### Material:
------------
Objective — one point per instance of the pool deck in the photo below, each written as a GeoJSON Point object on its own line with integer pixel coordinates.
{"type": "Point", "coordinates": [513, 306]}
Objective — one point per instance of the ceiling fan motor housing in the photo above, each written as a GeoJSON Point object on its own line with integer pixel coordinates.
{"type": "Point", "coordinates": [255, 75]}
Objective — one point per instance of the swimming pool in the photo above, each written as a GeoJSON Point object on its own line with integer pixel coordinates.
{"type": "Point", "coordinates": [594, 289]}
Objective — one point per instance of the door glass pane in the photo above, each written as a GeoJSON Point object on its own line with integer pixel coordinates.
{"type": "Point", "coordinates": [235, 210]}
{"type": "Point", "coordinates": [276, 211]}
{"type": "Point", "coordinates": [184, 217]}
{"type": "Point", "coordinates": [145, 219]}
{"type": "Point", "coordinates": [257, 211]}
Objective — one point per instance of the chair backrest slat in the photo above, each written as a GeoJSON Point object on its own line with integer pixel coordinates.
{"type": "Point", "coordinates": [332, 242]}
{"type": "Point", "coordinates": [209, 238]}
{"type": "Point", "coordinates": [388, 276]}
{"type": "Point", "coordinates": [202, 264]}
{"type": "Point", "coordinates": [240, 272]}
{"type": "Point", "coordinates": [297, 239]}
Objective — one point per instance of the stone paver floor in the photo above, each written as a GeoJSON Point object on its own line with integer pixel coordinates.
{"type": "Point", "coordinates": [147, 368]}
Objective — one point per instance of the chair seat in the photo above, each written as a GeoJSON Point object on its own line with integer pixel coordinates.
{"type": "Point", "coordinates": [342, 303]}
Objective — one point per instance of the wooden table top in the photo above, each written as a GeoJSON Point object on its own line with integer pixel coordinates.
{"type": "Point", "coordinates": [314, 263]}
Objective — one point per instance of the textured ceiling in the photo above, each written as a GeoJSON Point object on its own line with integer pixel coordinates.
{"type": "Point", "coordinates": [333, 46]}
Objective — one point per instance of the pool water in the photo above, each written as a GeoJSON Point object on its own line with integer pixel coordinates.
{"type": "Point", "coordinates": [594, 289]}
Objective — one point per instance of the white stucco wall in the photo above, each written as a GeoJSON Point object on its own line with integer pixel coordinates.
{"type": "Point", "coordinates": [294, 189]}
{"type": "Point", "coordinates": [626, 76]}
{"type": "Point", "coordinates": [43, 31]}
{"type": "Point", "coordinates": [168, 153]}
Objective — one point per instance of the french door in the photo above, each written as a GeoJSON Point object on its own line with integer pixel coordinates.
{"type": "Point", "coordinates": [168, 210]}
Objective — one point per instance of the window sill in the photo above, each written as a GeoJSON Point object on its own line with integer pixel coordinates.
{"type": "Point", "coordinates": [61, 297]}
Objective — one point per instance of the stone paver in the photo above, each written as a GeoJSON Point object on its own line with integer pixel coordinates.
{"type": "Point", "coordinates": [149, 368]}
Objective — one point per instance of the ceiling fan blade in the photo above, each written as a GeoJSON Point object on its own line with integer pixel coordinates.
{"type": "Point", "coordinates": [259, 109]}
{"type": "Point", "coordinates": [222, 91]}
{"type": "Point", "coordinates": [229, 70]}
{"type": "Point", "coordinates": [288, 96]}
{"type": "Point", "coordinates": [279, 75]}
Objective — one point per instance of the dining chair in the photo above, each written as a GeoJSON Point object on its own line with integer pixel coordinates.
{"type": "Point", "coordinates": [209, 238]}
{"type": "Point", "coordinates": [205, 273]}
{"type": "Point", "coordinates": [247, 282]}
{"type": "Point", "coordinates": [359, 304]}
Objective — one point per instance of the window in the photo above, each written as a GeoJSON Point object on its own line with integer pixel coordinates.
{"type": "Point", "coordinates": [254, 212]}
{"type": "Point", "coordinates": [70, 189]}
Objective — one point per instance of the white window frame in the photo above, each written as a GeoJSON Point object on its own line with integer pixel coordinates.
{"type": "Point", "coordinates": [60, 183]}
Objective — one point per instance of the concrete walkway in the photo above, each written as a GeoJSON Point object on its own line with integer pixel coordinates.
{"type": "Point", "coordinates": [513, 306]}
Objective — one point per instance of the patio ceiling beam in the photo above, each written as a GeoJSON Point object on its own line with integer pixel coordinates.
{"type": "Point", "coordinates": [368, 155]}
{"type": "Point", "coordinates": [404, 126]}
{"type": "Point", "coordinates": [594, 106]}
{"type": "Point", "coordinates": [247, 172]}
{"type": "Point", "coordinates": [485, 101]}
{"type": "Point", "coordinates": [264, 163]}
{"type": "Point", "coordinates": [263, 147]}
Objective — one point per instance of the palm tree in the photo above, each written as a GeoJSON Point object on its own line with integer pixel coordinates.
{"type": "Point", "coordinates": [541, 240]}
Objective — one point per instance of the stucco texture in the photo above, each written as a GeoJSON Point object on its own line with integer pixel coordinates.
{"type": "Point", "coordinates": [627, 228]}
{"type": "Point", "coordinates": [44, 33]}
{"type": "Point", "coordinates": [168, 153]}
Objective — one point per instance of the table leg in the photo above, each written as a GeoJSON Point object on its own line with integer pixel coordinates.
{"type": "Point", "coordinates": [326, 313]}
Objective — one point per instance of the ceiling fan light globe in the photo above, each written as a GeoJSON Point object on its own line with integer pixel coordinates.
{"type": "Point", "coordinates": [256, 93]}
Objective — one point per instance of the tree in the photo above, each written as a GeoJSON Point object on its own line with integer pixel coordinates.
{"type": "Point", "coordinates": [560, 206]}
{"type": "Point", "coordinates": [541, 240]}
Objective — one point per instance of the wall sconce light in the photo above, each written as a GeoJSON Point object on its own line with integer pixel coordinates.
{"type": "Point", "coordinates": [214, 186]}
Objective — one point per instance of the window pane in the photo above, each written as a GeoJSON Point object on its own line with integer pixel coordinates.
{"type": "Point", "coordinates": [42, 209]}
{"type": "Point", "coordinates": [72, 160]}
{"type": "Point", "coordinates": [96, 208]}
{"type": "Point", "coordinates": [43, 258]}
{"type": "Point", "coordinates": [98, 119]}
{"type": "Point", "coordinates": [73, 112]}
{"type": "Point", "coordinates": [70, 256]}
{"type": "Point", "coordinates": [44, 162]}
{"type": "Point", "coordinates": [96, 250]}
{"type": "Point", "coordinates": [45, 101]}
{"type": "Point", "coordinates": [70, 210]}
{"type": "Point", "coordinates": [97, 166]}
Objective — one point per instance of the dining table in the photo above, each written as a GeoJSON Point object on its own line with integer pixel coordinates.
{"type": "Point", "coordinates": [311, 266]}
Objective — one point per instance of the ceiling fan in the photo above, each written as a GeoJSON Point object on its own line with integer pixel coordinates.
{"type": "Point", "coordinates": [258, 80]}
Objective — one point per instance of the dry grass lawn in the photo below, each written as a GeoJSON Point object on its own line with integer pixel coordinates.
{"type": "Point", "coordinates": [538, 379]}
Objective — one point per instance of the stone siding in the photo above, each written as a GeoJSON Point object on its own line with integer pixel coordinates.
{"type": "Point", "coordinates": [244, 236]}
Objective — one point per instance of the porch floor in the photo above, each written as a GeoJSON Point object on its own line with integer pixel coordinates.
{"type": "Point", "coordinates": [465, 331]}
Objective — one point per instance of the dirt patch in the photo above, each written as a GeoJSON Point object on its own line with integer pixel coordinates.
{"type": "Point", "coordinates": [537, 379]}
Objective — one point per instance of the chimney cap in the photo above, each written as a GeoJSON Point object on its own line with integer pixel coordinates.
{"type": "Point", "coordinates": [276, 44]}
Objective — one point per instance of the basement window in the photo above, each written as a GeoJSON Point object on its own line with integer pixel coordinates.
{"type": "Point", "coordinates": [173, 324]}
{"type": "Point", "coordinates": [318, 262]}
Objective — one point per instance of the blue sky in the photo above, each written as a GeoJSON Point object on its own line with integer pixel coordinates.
------------
### Aim:
Rewrite everything from the line that contains "Objective — one point per instance of the stone siding" down to the end of the listing, changing "integer pixel coordinates" to "whole-number pixel coordinates" and keeping all else the same.

### Solution to the exercise:
Objective — one point per instance of the stone siding in the photo above, each written as a GeoJSON Point object on its own line with whole-number pixel coordinates.
{"type": "Point", "coordinates": [244, 236]}
Objective — one point per instance of the porch floor in the photo above, each written as a GeoJSON Point object on its own line with whole-number pixel coordinates.
{"type": "Point", "coordinates": [465, 331]}
Objective — one point per instance of the dirt patch in the photo above, each written as a GeoJSON Point object on its own line with whole-number pixel coordinates.
{"type": "Point", "coordinates": [537, 379]}
Objective — one point per instance of the chimney cap in the photo above, each written as a GeoJSON Point object on its own line with whole-number pixel coordinates.
{"type": "Point", "coordinates": [276, 44]}
Objective — one point per instance of the basement window in the photo above, each written as a GeoJSON Point object on its own line with whole-number pixel coordinates.
{"type": "Point", "coordinates": [173, 324]}
{"type": "Point", "coordinates": [318, 262]}
Objective — one point per instance of the blue sky in the photo above, each written as a GeoJSON Point object on its own line with whole-number pixel coordinates.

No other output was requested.